Exercise description: How many lines in the data below contain the word "door"? Reply with the number alone.

## Begin

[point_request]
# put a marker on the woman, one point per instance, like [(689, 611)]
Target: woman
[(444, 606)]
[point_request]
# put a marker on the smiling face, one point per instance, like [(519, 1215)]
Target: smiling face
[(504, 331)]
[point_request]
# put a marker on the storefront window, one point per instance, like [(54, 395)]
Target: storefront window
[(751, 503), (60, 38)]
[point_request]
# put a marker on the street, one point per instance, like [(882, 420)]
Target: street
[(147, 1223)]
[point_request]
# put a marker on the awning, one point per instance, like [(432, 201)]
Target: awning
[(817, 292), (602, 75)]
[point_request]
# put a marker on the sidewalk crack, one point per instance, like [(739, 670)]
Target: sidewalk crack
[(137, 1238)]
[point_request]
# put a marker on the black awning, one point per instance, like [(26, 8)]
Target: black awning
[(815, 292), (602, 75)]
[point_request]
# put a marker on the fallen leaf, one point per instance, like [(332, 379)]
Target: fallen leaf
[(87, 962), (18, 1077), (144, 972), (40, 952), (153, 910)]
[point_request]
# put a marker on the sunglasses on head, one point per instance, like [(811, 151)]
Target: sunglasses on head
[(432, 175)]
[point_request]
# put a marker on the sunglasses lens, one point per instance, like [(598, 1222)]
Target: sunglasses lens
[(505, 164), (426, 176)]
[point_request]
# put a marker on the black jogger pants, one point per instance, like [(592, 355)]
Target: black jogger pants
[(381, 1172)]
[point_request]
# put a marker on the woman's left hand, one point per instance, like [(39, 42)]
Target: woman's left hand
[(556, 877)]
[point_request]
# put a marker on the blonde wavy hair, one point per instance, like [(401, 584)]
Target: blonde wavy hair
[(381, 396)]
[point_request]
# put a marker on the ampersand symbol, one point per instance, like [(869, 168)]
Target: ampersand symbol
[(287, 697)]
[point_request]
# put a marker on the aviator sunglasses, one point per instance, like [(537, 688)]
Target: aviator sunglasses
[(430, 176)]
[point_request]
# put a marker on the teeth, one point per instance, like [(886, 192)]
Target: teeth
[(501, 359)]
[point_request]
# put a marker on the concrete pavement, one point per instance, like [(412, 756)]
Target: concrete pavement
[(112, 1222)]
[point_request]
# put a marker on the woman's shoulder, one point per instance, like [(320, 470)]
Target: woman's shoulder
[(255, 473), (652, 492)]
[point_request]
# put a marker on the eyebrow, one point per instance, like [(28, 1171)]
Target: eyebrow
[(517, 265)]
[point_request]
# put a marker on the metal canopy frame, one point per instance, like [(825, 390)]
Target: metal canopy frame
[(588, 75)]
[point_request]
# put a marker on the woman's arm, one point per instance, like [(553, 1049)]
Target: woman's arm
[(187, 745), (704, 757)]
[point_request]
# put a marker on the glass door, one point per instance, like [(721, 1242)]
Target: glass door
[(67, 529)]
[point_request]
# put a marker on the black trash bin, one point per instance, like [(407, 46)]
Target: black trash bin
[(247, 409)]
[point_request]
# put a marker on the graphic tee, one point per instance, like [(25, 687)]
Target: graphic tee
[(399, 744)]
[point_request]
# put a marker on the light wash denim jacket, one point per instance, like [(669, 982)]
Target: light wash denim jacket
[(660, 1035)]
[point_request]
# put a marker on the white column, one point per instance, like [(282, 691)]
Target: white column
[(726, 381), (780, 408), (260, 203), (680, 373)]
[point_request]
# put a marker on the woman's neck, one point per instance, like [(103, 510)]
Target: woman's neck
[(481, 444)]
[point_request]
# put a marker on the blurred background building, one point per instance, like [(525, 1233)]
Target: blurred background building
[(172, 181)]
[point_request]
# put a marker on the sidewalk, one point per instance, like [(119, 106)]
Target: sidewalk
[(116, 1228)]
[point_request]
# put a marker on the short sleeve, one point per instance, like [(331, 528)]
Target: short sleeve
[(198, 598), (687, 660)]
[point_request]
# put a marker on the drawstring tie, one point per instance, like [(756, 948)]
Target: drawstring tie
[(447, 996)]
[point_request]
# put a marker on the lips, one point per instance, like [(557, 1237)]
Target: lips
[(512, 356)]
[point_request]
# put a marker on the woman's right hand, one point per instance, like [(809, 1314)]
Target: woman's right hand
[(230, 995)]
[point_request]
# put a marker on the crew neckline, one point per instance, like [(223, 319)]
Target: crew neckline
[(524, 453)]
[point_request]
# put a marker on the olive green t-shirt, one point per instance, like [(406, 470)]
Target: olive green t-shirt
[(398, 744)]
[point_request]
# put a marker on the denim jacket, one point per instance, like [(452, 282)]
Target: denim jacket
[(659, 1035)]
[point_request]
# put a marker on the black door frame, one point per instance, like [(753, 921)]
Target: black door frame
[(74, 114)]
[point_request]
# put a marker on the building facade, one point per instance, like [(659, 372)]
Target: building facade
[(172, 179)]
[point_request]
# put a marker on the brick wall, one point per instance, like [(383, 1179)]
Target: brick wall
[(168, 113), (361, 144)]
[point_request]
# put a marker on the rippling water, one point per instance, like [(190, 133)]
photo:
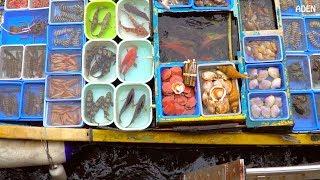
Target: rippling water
[(111, 161)]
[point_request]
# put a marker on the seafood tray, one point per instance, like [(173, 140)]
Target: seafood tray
[(269, 76), (10, 101), (313, 33), (66, 11), (25, 27), (288, 7), (298, 68), (100, 20), (304, 111), (33, 100), (294, 34), (65, 36)]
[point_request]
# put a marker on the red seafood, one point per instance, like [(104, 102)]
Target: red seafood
[(176, 104), (129, 60)]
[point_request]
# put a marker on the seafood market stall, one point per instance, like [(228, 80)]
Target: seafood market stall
[(237, 72)]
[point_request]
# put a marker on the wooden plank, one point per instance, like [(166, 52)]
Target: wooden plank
[(41, 133), (209, 138)]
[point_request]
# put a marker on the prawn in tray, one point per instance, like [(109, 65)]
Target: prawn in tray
[(133, 19), (133, 106), (135, 61)]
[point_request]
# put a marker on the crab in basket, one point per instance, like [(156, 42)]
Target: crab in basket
[(178, 99)]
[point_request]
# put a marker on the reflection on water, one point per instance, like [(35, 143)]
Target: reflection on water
[(104, 161)]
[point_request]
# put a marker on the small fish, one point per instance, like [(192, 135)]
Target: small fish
[(127, 103), (129, 60), (137, 29), (104, 24), (140, 105), (134, 10), (95, 20)]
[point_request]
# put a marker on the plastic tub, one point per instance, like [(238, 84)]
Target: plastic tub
[(288, 9), (44, 5), (10, 101), (315, 72), (66, 61), (284, 110), (202, 68), (275, 38), (143, 120), (188, 5), (65, 36), (69, 87), (295, 83), (160, 109), (34, 61), (301, 122), (7, 8), (313, 33), (33, 100), (25, 18), (227, 6), (89, 47), (74, 12), (294, 40), (265, 67), (123, 17), (55, 112), (143, 69), (11, 69), (317, 103), (89, 12), (98, 90)]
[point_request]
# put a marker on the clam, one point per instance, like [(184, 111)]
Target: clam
[(178, 87), (209, 75), (218, 93)]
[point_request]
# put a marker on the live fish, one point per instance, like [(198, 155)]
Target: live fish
[(95, 20), (104, 24), (134, 10), (129, 60), (137, 29), (128, 102), (140, 105)]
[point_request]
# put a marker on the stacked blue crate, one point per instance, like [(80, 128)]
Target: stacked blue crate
[(22, 83), (301, 32), (64, 58)]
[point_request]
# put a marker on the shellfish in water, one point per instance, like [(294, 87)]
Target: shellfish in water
[(218, 93), (178, 87)]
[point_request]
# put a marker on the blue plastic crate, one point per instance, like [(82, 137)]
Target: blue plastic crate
[(276, 38), (24, 18), (76, 53), (284, 110), (228, 6), (160, 113), (303, 61), (291, 36), (189, 5), (36, 89), (265, 66), (10, 91), (56, 11), (304, 123), (76, 110), (317, 103), (313, 33), (65, 36), (68, 95), (290, 10)]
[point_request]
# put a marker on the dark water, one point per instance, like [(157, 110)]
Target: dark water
[(112, 161), (201, 36)]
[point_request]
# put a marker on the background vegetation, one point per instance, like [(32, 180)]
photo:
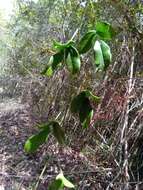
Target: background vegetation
[(111, 147)]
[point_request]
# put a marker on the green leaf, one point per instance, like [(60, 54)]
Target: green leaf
[(33, 142), (58, 132), (66, 182), (73, 60), (98, 56), (105, 30), (106, 53), (86, 41), (60, 46), (56, 185)]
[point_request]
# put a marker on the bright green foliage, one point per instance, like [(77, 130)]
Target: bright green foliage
[(86, 42), (60, 182), (105, 30), (81, 105), (98, 56), (73, 60), (69, 55), (58, 132), (102, 55), (33, 143), (106, 53)]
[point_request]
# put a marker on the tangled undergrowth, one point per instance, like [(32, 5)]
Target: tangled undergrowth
[(107, 155)]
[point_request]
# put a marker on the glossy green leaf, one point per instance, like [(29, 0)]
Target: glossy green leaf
[(73, 60), (106, 53), (62, 46), (56, 185), (33, 143), (58, 132), (105, 30), (86, 41), (98, 56), (66, 182)]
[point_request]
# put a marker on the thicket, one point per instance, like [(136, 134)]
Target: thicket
[(113, 125)]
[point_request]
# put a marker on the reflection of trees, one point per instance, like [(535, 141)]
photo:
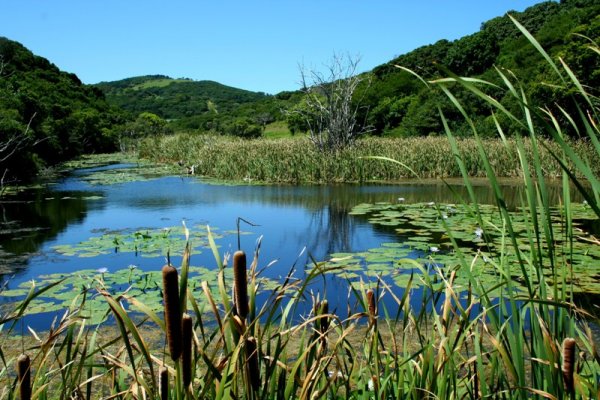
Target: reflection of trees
[(27, 221), (331, 229)]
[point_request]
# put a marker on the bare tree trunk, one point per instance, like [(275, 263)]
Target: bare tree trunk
[(329, 111)]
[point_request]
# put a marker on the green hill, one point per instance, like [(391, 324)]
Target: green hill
[(47, 115), (399, 105), (174, 99)]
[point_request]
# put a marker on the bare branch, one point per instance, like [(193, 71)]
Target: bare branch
[(330, 111)]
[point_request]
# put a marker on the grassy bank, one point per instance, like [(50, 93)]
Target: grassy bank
[(294, 160), (522, 338)]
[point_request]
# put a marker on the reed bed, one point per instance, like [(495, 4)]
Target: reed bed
[(443, 341), (297, 161)]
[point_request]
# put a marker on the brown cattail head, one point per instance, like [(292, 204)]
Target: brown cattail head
[(163, 383), (24, 375), (187, 328), (253, 365), (371, 305), (324, 321), (172, 310), (568, 364), (240, 281)]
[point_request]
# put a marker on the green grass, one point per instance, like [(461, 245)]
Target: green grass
[(295, 160), (157, 83), (277, 130), (452, 339)]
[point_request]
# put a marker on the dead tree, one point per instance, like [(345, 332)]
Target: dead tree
[(330, 110)]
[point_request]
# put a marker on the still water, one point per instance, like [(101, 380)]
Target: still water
[(297, 223)]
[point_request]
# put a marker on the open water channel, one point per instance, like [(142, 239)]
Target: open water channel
[(81, 226)]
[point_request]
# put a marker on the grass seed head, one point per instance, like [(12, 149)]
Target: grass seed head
[(568, 364), (24, 375), (186, 355), (240, 279), (172, 310), (371, 304), (163, 383), (253, 365)]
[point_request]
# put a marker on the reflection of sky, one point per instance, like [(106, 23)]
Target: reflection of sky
[(290, 218)]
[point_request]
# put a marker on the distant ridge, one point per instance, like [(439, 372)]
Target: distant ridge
[(175, 98)]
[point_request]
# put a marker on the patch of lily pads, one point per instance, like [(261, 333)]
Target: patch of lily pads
[(138, 291), (149, 242), (117, 168), (471, 244)]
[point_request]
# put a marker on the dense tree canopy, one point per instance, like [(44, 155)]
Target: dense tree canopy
[(46, 115)]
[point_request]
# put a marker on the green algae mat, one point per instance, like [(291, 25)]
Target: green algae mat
[(436, 239)]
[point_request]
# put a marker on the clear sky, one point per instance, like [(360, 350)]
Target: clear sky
[(254, 45)]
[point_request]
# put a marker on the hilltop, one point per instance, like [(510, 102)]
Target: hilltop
[(175, 98)]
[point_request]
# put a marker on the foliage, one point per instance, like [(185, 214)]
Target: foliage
[(330, 109), (295, 160), (173, 99), (498, 43), (452, 333), (48, 115)]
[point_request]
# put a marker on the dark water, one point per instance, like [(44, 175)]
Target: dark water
[(290, 219)]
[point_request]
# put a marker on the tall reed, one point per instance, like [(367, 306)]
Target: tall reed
[(296, 161), (447, 340)]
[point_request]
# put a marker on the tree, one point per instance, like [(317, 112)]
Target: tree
[(330, 111)]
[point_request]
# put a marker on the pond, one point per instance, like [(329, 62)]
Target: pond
[(101, 226)]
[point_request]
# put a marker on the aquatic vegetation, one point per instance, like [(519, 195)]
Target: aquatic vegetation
[(453, 332), (143, 242), (295, 160)]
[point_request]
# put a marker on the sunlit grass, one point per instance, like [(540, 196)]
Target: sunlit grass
[(295, 160), (446, 340)]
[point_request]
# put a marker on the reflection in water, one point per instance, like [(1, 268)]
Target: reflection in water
[(290, 218), (33, 218)]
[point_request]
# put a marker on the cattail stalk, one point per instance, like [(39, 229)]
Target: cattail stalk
[(240, 280), (372, 306), (252, 364), (172, 310), (24, 375), (568, 364), (186, 355), (163, 383), (324, 310)]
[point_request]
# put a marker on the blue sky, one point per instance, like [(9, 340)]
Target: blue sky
[(254, 45)]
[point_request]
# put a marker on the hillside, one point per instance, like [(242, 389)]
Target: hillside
[(399, 105), (173, 99), (395, 103), (47, 115)]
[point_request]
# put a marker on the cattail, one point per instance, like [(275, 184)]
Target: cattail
[(324, 309), (568, 364), (24, 375), (240, 284), (187, 327), (172, 310), (371, 304), (163, 383), (252, 365)]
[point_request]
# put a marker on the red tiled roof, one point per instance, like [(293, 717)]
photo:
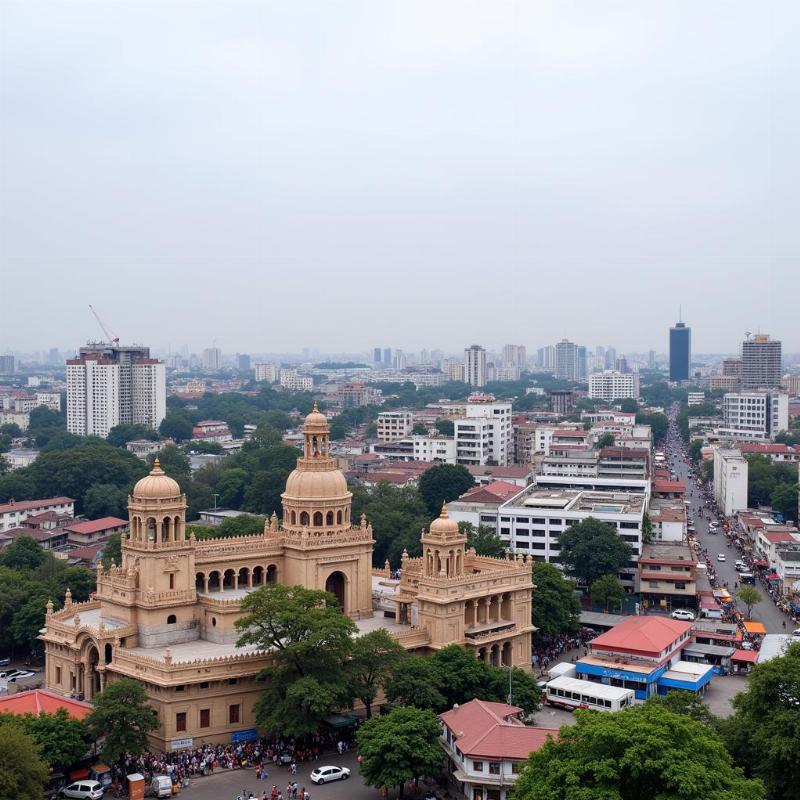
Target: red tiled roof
[(40, 701), (495, 492), (660, 485), (641, 634), (32, 505), (492, 730), (96, 525)]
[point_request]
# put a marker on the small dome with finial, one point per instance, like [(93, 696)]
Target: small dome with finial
[(157, 485), (443, 524)]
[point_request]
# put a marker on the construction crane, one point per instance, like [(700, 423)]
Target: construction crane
[(111, 339)]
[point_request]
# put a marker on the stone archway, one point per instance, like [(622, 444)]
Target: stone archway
[(336, 585)]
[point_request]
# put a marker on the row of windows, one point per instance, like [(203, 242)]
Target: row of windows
[(205, 718)]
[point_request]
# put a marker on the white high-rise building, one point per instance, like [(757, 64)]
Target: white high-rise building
[(611, 385), (110, 385), (475, 366), (266, 372), (567, 361), (754, 416), (730, 480), (484, 436)]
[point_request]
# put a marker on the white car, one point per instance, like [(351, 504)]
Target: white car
[(83, 790), (327, 774)]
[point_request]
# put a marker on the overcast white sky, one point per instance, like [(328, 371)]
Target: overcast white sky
[(411, 174)]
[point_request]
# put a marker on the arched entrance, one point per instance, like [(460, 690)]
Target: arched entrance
[(336, 586)]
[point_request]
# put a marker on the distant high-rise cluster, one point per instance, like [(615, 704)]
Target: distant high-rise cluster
[(110, 384)]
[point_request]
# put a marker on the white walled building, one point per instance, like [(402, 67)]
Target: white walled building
[(730, 480), (611, 385), (754, 415), (475, 366), (484, 435), (266, 372), (394, 425)]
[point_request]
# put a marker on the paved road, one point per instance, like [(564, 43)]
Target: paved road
[(766, 611)]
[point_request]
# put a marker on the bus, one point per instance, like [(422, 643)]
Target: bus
[(574, 693)]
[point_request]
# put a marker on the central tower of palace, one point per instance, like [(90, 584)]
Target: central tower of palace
[(322, 549)]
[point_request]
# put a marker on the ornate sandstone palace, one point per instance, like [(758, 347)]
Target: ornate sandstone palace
[(166, 614)]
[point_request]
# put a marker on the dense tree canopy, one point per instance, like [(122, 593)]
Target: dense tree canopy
[(399, 747), (555, 606), (591, 549), (642, 752), (443, 483), (764, 732)]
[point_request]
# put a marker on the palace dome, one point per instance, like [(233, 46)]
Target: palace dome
[(156, 486), (443, 524), (316, 485)]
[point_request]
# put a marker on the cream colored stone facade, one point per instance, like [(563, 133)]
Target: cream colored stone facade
[(166, 614)]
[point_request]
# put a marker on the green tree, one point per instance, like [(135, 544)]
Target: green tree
[(591, 549), (22, 769), (310, 641), (607, 592), (764, 732), (784, 500), (24, 554), (606, 440), (105, 500), (750, 596), (122, 714), (414, 684), (642, 752), (443, 483), (176, 425), (120, 435), (484, 539), (446, 427), (555, 606), (399, 747), (373, 660), (62, 739)]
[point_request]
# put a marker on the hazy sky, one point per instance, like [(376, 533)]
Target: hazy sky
[(411, 174)]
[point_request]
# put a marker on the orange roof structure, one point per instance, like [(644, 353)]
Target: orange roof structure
[(650, 635), (493, 730), (40, 701)]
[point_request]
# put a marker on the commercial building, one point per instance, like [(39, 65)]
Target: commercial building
[(754, 415), (567, 361), (761, 363), (532, 521), (265, 372), (484, 435), (394, 425), (680, 352), (110, 385), (486, 745), (166, 615), (475, 366), (730, 480), (611, 385)]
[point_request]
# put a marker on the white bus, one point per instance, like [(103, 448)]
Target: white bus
[(575, 693)]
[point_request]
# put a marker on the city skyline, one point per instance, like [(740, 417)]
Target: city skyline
[(523, 169)]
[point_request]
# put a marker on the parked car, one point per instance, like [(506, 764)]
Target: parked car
[(327, 774), (83, 790)]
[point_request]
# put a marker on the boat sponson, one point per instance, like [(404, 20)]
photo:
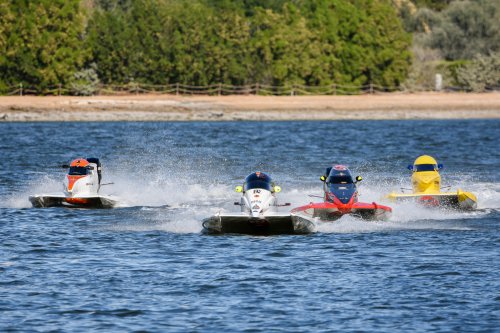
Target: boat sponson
[(238, 224)]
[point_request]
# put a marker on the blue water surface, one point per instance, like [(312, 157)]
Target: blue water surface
[(146, 266)]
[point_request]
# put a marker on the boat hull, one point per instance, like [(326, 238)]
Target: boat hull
[(41, 201), (266, 225), (459, 200), (327, 211)]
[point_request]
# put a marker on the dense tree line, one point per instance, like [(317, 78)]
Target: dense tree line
[(460, 41), (316, 42)]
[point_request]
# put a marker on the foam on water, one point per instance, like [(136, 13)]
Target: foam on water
[(179, 203)]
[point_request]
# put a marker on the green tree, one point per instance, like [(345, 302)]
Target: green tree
[(468, 28), (43, 46)]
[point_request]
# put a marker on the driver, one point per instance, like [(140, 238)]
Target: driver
[(338, 174)]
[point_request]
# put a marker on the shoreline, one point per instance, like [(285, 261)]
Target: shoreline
[(252, 108)]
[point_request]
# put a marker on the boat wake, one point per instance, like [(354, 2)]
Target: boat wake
[(177, 203)]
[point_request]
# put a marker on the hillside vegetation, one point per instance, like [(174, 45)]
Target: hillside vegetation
[(80, 44)]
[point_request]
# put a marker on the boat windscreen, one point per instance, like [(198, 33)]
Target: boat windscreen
[(78, 171), (262, 184), (425, 167), (340, 179)]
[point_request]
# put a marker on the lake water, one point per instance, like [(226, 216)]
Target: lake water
[(146, 266)]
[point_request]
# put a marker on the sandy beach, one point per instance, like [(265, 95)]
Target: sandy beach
[(230, 108)]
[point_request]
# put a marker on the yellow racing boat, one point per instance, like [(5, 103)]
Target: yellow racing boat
[(426, 183)]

## End

Solution for this task: 4